## BEGIN Material supplied

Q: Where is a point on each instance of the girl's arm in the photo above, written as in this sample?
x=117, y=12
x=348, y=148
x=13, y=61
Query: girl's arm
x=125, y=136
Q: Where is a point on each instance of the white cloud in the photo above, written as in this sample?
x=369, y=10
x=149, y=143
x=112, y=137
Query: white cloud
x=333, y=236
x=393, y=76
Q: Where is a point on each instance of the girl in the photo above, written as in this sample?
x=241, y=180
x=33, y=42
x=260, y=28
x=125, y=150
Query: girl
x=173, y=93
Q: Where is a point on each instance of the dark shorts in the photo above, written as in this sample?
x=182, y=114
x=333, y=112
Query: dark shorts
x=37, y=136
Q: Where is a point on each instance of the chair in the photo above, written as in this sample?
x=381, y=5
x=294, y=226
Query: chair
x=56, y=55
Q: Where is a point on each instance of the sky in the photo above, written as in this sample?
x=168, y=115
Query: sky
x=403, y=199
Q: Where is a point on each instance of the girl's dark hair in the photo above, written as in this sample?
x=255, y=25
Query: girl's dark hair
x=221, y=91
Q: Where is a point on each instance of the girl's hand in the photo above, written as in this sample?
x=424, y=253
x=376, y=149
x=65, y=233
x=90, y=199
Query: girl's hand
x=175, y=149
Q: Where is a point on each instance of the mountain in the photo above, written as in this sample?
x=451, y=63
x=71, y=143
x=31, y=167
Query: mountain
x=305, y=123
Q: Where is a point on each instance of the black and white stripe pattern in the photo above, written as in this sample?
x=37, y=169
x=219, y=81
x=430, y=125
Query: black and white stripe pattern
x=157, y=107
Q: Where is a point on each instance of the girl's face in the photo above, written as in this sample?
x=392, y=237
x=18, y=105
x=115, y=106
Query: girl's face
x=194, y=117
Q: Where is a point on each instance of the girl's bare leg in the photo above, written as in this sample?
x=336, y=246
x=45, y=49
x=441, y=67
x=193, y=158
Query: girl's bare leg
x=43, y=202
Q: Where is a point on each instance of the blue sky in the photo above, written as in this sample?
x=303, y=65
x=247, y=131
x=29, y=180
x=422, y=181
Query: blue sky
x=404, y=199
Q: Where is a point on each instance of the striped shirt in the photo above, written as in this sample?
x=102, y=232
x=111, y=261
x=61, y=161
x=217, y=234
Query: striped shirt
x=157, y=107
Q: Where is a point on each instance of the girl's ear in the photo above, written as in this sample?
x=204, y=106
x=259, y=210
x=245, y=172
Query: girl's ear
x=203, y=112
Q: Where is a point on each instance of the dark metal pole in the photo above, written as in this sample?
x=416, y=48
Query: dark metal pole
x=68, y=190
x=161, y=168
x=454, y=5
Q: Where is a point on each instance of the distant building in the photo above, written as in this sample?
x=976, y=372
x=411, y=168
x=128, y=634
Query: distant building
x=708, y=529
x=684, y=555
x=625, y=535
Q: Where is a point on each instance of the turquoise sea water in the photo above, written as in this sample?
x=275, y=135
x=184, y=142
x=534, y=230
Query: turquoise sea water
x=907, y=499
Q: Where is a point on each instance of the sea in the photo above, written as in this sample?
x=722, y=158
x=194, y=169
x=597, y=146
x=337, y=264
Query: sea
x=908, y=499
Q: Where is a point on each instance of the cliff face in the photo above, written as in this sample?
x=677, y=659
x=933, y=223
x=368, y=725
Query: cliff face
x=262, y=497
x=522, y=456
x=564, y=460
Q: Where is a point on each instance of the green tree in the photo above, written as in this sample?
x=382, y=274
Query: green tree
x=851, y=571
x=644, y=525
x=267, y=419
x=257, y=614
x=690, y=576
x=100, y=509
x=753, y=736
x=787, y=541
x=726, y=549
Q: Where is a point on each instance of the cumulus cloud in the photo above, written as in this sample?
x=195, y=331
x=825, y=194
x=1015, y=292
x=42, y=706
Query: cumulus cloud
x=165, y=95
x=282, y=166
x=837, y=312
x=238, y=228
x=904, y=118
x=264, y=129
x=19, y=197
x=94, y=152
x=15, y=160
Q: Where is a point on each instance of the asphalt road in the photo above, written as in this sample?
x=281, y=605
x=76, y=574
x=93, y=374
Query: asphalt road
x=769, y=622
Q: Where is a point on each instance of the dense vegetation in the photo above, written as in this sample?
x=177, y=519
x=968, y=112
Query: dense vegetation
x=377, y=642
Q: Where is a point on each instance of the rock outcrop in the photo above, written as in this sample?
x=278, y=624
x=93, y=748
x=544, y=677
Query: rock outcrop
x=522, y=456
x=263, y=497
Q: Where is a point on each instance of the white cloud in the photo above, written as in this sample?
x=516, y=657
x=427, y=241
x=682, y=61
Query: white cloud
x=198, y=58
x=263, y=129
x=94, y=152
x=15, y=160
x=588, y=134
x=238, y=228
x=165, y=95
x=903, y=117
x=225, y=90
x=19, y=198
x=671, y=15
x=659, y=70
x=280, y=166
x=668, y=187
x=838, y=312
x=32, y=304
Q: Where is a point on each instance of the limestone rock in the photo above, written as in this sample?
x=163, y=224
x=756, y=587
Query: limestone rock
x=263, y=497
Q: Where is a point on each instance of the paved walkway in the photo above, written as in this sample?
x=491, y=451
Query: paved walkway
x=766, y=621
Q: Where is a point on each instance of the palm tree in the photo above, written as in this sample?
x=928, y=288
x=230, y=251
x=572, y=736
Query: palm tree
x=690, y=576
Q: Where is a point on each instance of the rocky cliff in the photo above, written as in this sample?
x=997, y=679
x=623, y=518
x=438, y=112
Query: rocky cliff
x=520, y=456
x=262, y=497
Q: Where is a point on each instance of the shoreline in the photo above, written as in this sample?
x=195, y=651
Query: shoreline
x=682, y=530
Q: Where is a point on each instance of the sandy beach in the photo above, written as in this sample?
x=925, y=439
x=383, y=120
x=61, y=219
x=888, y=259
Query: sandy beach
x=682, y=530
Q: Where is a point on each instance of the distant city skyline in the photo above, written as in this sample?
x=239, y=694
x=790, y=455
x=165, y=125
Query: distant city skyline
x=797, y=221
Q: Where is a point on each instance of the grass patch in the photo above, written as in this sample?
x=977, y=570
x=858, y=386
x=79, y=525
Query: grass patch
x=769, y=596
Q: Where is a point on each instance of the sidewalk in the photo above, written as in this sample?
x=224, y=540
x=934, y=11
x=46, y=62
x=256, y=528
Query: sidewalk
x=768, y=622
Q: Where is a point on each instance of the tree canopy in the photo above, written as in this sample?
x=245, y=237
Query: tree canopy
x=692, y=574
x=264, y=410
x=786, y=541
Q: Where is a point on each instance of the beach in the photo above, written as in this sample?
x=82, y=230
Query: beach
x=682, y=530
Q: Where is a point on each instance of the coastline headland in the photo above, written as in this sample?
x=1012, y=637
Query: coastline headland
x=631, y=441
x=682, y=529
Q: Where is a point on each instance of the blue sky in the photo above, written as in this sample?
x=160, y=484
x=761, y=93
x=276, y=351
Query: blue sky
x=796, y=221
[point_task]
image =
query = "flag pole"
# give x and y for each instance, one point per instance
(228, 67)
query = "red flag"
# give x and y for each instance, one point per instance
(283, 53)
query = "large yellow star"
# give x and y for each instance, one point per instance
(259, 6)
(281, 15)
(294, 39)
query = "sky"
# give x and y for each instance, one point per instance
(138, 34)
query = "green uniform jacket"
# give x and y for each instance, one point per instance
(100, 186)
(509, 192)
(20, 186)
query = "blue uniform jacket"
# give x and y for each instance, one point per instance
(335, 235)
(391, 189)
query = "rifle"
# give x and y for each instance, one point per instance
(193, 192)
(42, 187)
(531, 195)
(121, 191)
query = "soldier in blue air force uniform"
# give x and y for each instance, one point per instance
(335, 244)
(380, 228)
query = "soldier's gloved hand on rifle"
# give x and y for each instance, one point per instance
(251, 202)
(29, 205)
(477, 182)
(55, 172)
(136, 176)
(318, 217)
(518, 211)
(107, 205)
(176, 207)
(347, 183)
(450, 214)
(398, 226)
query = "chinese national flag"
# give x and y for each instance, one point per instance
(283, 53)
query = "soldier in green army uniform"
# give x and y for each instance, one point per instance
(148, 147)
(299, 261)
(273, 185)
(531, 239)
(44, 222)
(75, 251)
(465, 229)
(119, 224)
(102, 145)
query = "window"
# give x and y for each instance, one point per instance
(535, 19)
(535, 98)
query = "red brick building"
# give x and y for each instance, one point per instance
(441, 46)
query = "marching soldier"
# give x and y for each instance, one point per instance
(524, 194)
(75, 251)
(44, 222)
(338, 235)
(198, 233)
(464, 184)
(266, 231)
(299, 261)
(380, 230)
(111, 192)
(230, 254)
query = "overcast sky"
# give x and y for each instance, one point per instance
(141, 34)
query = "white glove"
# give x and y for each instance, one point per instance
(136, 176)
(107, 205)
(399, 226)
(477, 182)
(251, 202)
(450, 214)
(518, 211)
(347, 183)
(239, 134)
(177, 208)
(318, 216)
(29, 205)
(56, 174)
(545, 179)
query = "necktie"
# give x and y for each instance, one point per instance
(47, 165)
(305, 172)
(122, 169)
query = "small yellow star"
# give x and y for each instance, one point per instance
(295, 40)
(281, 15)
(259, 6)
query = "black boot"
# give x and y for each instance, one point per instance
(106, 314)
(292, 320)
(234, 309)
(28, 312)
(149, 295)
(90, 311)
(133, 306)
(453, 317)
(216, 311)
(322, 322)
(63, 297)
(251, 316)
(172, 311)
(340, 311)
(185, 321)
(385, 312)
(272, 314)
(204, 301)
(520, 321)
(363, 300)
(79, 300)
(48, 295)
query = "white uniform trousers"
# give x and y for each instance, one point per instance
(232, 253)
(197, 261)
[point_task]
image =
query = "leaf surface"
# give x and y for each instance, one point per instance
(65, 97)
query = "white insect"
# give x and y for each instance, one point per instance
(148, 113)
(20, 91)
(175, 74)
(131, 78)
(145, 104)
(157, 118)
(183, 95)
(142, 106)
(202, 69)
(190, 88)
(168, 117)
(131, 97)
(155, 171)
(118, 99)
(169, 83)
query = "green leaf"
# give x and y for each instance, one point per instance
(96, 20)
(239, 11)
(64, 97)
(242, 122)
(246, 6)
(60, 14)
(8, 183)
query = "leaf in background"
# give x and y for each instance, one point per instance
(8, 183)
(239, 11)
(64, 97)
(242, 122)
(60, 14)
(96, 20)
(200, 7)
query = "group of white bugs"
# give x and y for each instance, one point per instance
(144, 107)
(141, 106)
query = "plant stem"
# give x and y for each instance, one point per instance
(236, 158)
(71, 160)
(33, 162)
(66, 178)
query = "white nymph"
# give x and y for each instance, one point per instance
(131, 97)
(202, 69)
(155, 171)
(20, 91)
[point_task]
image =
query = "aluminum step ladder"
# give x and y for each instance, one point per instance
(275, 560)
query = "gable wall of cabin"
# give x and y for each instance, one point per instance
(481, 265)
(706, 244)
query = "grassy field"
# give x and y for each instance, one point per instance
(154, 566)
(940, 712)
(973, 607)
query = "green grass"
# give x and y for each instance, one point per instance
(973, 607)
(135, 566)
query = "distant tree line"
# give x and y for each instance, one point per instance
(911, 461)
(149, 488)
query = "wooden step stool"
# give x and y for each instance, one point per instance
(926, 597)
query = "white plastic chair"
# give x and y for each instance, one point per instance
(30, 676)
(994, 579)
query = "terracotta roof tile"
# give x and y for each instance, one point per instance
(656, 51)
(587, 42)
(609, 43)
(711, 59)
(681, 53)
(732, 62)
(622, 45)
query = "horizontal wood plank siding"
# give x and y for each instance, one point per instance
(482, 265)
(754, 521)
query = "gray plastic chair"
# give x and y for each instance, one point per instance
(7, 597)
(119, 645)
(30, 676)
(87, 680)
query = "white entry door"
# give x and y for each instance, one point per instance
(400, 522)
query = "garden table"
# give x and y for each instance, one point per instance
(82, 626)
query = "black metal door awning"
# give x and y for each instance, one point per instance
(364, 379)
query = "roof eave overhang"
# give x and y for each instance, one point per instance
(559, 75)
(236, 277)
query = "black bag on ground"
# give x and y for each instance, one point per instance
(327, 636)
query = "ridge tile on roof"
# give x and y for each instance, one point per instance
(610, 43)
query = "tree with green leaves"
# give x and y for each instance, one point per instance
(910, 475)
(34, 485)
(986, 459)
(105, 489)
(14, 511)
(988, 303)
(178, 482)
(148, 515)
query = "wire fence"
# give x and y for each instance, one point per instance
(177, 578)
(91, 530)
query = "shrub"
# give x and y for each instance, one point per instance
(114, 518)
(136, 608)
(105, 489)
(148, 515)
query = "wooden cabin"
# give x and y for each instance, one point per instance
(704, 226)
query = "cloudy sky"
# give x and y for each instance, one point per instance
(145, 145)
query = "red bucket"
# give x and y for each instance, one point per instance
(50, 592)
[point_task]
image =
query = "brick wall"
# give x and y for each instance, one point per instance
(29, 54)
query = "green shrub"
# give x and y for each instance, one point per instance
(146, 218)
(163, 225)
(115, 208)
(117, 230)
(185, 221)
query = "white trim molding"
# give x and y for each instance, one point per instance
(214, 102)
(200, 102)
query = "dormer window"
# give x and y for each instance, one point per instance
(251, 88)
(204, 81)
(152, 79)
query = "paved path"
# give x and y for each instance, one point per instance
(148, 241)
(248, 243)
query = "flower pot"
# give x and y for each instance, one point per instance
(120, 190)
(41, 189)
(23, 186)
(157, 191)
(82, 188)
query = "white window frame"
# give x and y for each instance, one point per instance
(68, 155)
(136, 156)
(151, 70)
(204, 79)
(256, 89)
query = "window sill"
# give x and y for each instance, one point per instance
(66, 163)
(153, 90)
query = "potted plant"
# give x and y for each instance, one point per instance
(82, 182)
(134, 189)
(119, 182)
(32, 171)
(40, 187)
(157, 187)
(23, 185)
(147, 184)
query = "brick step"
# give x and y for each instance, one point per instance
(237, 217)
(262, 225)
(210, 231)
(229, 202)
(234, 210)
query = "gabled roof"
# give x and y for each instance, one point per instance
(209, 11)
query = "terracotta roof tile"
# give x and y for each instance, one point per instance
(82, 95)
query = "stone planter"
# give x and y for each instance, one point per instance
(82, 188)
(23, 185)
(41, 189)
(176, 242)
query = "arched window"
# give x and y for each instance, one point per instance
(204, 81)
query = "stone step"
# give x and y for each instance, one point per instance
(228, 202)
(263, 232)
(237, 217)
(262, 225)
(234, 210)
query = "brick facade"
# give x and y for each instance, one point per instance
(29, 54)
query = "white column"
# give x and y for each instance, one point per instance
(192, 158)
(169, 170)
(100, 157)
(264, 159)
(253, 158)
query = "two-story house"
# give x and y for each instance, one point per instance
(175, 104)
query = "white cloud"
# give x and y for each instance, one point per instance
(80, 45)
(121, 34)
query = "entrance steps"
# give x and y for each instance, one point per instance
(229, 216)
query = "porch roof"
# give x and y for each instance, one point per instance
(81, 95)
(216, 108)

## END Material supplied

### Required work
List every line of the rows above that contains the string "tree". Matching is case-sensitive.

### Finished task
Q: Where is a point on each instance of the green tree in the photo above, written as in this sample?
Query: green tree
Q: Where is a point on each instance of the palm tree in the photo above, written as in this sample?
Query: palm tree
Q: Where is a point on each instance of the tree canopy in the photo above, written as in this sample?
Query: tree canopy
query = "distant tree line"
query = "tree with green leaves"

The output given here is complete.